▸ **Do this**:
Count the lines in the rows that follow that contain the string "below". Give only the number.

▸ **Available data**:
_ _ _ _ _
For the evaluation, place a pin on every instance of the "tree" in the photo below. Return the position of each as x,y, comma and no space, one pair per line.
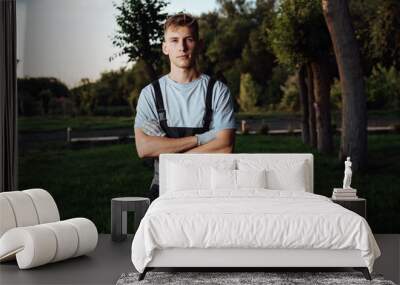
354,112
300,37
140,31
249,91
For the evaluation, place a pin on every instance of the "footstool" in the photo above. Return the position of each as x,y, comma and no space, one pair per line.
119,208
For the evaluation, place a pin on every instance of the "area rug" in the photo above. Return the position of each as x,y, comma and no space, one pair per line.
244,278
_ _ _ _ _
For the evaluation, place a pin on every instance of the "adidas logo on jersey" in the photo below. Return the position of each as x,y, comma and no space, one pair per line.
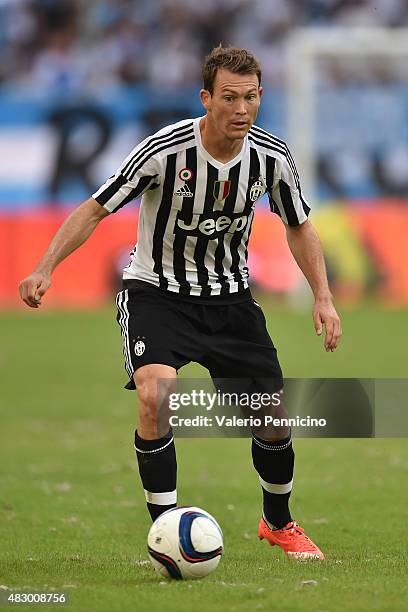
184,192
_ _ _ _ _
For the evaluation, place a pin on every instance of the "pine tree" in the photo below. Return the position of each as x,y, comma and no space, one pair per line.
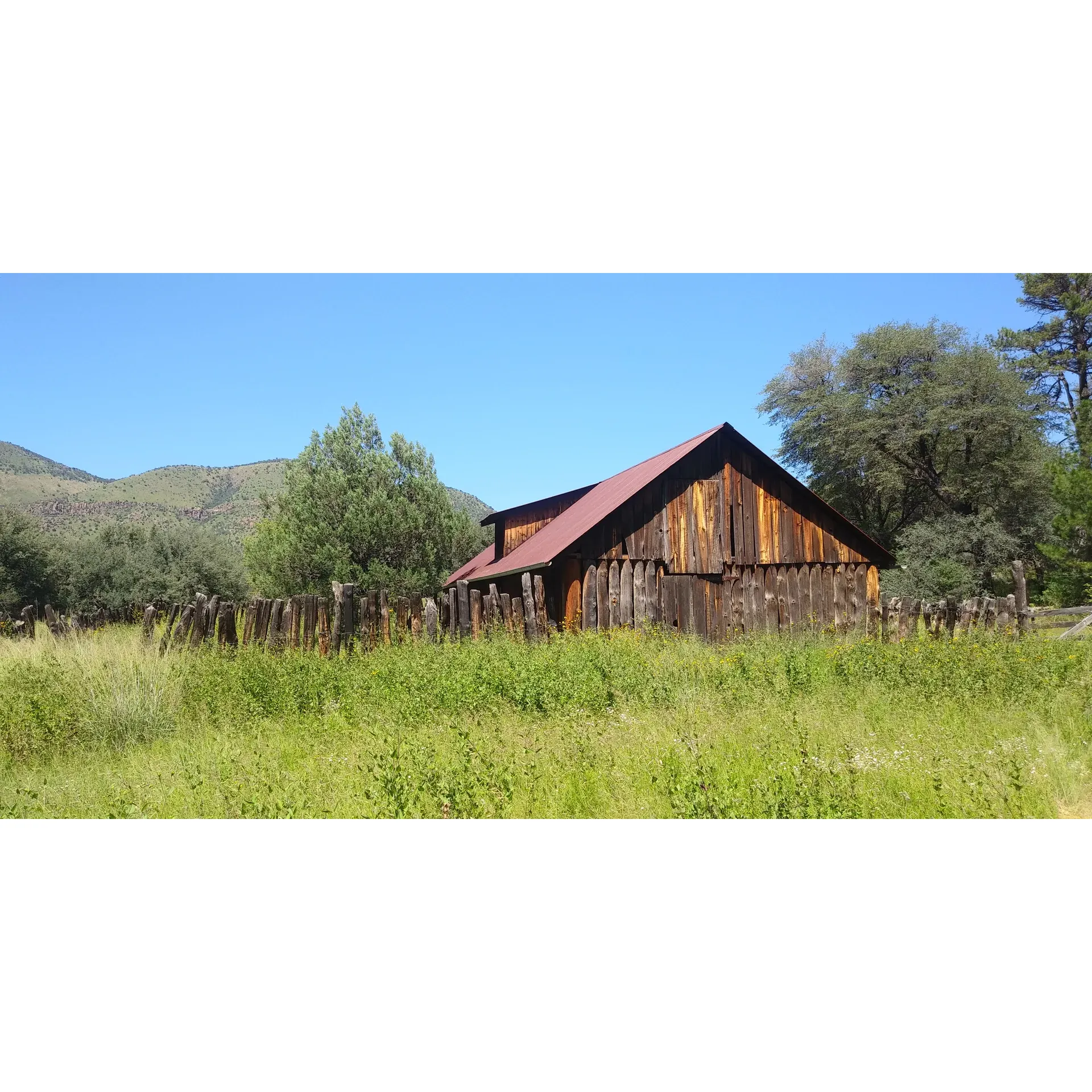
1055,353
_ _ _ _ _
▸ **Full solution**:
3